Extracted records:
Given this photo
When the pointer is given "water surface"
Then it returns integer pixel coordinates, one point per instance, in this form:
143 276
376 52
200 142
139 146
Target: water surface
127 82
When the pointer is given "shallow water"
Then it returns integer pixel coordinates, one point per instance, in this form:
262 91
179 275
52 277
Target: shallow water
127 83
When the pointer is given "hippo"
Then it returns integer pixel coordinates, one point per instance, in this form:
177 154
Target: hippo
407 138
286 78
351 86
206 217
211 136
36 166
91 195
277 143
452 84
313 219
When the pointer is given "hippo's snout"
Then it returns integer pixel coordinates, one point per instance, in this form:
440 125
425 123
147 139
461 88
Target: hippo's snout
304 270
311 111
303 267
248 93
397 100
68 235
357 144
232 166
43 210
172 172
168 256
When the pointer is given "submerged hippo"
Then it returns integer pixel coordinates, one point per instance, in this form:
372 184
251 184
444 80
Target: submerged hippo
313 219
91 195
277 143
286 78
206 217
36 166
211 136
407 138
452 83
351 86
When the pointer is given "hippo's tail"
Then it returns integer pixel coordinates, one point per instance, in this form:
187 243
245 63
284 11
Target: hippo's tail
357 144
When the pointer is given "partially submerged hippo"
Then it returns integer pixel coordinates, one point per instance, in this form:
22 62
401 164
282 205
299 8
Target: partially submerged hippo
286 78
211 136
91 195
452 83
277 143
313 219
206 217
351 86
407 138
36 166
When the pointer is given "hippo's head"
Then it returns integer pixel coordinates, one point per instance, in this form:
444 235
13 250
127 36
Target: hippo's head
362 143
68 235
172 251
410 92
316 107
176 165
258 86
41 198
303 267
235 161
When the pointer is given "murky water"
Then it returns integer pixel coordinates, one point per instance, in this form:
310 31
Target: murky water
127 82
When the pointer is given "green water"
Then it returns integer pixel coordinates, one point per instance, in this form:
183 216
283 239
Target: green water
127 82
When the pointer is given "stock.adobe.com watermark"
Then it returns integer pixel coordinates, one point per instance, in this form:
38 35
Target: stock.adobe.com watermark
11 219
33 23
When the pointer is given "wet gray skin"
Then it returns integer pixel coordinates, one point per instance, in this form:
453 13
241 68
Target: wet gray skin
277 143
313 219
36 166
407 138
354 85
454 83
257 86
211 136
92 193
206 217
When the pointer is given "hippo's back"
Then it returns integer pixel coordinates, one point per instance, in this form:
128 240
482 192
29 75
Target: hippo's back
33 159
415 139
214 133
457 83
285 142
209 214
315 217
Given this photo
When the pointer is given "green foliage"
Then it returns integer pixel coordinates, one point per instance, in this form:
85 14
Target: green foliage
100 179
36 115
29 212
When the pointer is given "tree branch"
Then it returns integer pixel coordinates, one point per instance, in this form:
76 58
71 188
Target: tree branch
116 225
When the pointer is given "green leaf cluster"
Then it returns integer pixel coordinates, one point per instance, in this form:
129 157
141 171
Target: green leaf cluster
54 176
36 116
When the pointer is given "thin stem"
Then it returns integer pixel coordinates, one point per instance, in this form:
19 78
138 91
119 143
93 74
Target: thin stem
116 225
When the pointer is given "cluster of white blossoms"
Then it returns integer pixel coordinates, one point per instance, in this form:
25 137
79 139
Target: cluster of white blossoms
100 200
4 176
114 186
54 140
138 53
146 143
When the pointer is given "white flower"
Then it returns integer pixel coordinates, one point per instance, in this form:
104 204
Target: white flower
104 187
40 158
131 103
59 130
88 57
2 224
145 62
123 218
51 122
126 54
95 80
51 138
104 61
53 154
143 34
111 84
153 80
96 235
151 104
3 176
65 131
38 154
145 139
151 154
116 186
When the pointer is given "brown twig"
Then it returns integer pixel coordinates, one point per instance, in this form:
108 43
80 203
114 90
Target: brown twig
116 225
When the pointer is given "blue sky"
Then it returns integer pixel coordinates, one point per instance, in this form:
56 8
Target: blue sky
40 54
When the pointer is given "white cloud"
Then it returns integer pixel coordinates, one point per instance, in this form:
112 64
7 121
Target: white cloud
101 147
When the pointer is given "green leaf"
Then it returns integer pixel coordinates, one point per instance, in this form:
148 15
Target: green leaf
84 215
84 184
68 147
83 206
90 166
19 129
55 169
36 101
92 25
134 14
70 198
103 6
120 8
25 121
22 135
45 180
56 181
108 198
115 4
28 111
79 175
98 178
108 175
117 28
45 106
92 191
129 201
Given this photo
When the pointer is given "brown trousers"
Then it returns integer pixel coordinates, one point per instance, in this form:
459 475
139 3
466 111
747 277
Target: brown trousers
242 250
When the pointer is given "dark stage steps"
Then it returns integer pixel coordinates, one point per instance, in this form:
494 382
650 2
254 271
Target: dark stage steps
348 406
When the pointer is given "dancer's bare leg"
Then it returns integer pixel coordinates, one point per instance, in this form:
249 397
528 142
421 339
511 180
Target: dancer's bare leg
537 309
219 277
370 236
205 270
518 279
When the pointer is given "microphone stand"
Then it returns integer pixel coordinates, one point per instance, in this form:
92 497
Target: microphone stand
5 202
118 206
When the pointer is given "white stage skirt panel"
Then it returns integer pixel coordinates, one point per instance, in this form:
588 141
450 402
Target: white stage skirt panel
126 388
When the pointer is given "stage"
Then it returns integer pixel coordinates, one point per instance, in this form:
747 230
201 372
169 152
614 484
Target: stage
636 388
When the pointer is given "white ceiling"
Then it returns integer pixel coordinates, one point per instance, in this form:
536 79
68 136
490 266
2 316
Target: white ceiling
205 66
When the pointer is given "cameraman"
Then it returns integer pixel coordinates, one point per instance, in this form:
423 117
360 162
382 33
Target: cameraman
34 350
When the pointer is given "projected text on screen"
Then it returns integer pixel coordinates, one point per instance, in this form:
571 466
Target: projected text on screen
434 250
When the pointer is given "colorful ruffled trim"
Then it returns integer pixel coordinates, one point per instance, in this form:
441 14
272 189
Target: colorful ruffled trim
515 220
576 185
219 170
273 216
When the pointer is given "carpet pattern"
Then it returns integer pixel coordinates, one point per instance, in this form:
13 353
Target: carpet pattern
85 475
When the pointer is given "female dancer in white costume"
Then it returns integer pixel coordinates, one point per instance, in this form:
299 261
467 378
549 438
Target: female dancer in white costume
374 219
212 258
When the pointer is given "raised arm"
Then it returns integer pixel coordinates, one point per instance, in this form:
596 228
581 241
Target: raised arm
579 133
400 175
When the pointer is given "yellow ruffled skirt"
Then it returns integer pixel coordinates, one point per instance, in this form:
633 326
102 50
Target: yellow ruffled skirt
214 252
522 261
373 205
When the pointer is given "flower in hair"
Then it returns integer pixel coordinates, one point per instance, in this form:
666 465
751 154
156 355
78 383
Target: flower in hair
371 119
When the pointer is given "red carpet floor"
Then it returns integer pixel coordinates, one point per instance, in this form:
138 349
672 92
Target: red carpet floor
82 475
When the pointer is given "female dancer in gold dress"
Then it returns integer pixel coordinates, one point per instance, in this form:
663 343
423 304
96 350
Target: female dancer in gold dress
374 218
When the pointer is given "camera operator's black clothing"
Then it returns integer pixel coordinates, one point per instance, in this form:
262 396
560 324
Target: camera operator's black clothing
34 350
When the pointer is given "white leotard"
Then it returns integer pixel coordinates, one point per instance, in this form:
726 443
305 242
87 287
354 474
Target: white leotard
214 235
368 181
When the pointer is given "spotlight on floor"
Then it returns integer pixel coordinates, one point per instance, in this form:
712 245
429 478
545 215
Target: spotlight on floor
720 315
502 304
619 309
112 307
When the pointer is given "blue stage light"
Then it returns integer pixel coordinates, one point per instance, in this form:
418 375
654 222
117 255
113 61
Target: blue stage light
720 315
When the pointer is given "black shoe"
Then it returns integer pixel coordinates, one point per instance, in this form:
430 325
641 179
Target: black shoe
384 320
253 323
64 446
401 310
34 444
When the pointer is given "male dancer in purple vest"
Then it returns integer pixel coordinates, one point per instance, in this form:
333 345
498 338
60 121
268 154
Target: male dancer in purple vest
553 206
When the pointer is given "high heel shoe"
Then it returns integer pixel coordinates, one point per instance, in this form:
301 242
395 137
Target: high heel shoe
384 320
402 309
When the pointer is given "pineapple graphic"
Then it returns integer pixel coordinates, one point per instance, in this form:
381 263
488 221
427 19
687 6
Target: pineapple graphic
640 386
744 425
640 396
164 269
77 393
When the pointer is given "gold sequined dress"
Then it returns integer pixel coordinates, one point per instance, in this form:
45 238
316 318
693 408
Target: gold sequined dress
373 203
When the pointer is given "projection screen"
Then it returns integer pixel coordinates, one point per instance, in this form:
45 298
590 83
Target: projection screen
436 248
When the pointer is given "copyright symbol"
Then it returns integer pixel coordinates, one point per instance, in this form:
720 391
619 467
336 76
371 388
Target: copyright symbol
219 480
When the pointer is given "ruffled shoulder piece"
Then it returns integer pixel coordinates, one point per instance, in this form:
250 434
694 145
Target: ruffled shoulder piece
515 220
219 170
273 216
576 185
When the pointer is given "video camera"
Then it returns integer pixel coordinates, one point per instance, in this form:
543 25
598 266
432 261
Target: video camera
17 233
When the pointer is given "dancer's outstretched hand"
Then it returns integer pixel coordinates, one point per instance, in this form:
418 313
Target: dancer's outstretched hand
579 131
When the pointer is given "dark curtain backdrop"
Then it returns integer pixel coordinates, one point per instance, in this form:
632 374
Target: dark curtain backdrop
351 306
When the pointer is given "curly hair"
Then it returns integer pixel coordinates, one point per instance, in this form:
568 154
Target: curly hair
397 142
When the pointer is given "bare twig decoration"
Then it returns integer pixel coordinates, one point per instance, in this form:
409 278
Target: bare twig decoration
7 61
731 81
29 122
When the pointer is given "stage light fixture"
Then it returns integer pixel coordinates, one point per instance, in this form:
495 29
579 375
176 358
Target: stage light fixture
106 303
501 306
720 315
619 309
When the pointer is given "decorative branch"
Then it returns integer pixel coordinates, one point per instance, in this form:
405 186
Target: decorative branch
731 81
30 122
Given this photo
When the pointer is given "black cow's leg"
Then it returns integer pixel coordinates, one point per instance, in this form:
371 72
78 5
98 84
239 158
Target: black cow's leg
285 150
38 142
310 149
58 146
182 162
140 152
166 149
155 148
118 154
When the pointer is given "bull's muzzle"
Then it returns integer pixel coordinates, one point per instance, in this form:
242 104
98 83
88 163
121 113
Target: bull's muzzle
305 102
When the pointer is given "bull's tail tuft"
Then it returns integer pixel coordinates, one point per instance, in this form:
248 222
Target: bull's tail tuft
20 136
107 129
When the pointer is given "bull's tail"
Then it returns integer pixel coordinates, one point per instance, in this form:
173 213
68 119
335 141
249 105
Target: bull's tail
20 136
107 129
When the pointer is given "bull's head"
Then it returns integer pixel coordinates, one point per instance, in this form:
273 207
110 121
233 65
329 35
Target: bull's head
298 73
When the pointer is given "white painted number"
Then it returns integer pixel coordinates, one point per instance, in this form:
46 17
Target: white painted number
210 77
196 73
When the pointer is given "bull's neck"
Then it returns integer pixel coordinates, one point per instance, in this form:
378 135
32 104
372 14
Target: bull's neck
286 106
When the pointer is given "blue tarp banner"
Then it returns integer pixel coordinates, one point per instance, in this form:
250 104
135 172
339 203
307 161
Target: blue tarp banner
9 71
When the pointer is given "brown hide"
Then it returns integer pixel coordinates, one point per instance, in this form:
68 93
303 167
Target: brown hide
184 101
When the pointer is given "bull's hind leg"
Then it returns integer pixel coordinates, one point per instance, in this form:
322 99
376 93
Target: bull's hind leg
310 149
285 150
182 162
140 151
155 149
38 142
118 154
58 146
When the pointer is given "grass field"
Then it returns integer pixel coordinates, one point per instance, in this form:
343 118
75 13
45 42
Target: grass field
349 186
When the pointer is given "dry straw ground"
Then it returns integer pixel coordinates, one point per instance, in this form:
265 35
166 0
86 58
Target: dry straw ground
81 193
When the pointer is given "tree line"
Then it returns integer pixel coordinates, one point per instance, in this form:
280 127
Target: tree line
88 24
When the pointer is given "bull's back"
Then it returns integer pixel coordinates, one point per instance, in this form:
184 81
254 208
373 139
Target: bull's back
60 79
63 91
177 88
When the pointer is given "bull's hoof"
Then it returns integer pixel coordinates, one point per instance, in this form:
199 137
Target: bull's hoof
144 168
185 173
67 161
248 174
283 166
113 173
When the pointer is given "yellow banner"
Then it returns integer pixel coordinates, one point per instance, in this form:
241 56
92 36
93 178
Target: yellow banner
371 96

__Exercise requirements__:
How many lines of the data above contain the string "adobe"? Case counts, and the reply should be only the number.

__Reply to the task__:
2